**What you should do:** After locating the line that contains "# point at: wooden", restate it and each later line word for word through the end of the records.

(Items listed in a dataset)
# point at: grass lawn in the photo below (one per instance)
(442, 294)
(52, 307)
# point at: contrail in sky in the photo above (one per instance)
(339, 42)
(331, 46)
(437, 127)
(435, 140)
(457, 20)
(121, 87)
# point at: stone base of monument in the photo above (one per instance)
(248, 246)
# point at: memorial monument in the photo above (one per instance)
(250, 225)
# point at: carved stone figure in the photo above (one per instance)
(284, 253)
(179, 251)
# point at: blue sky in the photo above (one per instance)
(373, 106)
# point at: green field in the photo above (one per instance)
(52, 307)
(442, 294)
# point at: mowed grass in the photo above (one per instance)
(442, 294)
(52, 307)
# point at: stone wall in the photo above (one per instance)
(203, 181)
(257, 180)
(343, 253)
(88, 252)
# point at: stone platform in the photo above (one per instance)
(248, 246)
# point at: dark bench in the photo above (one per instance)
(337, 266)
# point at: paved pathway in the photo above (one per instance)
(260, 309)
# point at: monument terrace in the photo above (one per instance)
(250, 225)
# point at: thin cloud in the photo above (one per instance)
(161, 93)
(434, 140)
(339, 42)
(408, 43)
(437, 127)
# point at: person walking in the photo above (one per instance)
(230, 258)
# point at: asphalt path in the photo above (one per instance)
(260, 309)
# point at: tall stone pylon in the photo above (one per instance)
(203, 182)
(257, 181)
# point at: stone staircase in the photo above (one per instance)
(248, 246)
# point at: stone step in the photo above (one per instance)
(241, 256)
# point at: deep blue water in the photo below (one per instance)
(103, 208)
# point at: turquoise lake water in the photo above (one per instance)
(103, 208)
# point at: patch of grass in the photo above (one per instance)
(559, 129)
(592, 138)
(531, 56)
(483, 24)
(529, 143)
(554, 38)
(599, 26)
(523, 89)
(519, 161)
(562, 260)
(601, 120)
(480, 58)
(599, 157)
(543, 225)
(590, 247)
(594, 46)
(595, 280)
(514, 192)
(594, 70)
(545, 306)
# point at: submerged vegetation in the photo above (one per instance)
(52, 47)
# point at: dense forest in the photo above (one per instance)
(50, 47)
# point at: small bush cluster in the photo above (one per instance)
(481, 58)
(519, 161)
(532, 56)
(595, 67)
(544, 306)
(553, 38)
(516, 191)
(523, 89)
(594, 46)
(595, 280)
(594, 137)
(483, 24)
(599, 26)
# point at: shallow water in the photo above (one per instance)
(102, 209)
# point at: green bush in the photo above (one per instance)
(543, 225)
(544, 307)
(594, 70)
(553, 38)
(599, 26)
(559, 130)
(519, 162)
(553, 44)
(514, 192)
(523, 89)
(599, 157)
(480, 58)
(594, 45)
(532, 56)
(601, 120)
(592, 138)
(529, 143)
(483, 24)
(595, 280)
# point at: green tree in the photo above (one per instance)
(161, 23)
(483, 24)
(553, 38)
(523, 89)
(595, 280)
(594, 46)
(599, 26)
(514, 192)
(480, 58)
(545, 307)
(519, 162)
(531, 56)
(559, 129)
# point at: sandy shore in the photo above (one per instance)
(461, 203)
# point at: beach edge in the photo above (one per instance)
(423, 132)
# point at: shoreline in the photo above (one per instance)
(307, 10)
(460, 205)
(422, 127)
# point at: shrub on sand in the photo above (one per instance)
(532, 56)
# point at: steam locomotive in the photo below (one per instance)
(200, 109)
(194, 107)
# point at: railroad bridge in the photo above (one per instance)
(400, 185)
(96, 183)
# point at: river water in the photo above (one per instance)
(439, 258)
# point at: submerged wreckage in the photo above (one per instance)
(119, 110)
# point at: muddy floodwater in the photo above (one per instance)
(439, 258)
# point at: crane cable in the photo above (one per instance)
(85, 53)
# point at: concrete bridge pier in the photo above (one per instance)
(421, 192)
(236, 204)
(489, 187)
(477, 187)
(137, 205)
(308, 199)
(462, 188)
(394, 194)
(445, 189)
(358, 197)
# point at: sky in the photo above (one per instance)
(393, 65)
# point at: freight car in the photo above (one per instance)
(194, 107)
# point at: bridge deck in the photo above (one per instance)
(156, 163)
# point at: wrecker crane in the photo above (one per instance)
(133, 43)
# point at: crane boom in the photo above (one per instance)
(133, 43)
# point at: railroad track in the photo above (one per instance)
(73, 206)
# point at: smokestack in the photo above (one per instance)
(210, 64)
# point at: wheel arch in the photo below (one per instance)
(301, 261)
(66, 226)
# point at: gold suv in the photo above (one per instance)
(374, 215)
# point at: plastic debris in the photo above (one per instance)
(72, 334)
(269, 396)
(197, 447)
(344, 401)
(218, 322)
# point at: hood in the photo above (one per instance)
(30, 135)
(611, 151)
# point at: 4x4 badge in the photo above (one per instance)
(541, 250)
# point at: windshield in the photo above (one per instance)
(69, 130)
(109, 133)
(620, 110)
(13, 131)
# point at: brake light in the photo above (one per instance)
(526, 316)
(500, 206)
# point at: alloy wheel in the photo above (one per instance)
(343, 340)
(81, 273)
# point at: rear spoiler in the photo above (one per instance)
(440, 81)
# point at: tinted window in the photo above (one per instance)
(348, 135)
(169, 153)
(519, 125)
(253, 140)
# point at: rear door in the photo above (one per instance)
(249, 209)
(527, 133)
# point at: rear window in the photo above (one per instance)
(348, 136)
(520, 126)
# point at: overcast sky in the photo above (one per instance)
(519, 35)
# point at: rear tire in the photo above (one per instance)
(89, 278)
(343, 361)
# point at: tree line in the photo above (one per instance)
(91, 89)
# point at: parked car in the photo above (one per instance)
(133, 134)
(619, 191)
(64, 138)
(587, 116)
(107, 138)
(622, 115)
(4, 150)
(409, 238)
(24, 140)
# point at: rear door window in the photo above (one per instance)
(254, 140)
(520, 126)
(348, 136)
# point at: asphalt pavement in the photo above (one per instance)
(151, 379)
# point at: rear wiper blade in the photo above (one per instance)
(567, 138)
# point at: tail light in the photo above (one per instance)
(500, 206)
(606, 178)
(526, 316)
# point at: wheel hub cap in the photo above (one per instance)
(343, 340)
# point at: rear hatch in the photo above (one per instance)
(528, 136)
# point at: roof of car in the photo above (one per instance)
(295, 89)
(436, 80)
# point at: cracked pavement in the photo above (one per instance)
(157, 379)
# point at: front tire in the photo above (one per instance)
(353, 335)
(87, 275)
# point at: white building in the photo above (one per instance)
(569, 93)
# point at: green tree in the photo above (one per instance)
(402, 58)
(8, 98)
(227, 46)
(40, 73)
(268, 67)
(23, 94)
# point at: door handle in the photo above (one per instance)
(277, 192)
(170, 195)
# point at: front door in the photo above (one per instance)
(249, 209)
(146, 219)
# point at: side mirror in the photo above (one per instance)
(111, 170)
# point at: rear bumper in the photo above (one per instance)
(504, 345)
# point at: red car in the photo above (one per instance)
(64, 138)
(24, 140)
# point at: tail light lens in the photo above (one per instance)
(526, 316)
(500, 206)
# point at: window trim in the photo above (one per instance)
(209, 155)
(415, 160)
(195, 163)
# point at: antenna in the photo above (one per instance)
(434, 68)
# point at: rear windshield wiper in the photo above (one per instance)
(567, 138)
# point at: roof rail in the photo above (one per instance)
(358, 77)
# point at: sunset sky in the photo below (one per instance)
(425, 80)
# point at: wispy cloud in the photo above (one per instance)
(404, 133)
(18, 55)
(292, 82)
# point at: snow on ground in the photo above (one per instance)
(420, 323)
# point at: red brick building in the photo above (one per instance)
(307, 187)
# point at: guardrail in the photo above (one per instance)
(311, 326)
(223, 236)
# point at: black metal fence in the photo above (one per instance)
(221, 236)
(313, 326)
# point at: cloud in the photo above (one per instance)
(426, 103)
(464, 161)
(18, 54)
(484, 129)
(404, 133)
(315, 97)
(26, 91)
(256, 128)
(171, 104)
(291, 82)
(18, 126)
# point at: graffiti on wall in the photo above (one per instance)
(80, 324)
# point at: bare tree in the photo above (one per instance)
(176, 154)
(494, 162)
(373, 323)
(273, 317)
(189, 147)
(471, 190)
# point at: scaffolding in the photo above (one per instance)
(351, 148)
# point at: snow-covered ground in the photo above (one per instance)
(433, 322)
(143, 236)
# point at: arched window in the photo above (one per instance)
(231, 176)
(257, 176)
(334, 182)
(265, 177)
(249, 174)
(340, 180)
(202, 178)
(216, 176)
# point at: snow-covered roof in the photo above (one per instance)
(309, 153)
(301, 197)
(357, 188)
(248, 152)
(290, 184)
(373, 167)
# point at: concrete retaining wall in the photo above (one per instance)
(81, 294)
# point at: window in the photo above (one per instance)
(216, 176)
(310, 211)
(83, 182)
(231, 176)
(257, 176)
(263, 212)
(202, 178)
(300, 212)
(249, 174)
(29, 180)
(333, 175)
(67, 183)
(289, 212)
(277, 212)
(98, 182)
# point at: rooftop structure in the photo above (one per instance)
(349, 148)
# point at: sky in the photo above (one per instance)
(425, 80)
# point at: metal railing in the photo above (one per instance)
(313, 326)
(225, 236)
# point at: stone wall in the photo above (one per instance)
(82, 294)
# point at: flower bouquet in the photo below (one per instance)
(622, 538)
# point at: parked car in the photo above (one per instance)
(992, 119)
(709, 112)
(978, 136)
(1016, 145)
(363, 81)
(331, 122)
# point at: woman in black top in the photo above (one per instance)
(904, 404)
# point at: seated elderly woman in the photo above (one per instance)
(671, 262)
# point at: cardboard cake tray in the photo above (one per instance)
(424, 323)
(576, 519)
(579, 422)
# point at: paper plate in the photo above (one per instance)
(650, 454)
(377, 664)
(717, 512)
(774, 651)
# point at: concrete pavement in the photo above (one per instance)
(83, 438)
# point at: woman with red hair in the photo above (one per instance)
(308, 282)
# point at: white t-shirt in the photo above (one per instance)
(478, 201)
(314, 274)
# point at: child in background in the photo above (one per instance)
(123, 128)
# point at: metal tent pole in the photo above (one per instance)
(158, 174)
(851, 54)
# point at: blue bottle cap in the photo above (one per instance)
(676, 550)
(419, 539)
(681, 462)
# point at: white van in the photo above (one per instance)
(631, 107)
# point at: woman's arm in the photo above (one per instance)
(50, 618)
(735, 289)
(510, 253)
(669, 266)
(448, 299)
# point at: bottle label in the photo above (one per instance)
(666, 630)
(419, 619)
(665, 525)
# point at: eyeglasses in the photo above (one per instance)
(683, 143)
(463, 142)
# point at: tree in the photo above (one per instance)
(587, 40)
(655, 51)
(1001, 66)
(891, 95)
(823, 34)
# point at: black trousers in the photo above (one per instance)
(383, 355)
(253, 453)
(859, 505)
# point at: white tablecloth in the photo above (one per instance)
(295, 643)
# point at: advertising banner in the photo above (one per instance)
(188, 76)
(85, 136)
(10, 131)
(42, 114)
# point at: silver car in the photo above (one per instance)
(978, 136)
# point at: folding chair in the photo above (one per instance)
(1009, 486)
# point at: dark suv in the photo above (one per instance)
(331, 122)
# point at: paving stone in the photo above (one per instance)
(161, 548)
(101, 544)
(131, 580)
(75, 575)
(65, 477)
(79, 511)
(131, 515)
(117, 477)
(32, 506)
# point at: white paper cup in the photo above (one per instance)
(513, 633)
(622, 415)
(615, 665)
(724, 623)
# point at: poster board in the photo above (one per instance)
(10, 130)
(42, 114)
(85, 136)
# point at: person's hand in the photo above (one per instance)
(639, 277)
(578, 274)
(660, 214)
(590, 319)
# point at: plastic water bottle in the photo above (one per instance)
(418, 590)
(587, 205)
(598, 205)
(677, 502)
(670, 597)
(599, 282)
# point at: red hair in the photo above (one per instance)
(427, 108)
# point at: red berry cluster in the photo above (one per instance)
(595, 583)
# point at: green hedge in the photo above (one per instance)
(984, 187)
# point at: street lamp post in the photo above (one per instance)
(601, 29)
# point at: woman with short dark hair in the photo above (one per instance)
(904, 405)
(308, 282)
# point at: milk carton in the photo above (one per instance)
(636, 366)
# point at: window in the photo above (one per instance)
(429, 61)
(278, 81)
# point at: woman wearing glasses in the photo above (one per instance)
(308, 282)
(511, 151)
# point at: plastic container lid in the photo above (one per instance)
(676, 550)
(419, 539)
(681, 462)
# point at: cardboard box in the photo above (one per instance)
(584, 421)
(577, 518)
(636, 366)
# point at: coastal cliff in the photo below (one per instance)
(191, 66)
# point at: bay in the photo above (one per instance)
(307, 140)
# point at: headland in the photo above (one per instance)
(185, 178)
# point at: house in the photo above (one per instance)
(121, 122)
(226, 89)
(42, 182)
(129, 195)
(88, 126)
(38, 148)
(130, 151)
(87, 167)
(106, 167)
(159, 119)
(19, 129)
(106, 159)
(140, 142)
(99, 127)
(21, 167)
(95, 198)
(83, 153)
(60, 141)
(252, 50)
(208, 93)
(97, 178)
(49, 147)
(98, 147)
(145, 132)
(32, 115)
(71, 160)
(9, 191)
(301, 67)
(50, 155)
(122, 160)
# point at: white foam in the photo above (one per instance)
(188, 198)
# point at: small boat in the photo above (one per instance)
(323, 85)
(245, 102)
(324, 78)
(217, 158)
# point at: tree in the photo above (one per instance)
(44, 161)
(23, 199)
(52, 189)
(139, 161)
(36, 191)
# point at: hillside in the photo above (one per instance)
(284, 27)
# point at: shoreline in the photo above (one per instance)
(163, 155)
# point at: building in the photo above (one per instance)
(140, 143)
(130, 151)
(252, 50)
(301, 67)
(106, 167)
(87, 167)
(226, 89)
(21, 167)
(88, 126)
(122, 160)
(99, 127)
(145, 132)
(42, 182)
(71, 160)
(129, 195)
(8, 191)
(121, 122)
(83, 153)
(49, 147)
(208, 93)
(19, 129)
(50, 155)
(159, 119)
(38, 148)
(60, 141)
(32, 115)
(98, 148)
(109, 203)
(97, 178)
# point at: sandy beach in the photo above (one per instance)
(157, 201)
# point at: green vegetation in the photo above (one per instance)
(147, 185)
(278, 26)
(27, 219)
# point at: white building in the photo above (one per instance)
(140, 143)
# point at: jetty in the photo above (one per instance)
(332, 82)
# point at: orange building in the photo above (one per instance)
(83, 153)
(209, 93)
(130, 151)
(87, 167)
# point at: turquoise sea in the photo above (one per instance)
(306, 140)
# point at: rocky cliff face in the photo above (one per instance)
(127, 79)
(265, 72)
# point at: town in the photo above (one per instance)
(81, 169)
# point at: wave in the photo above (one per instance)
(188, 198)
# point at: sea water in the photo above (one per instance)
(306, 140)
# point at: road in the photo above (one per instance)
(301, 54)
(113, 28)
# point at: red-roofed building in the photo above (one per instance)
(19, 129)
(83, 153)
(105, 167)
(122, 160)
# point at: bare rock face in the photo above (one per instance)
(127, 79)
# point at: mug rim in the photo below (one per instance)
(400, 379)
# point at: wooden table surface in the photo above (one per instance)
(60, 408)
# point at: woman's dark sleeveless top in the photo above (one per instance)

**Solved exercise:**
# point at: wooden table surface in the photo above (one per instance)
(60, 408)
# point at: woman's dark sleeveless top in the photo above (one per instance)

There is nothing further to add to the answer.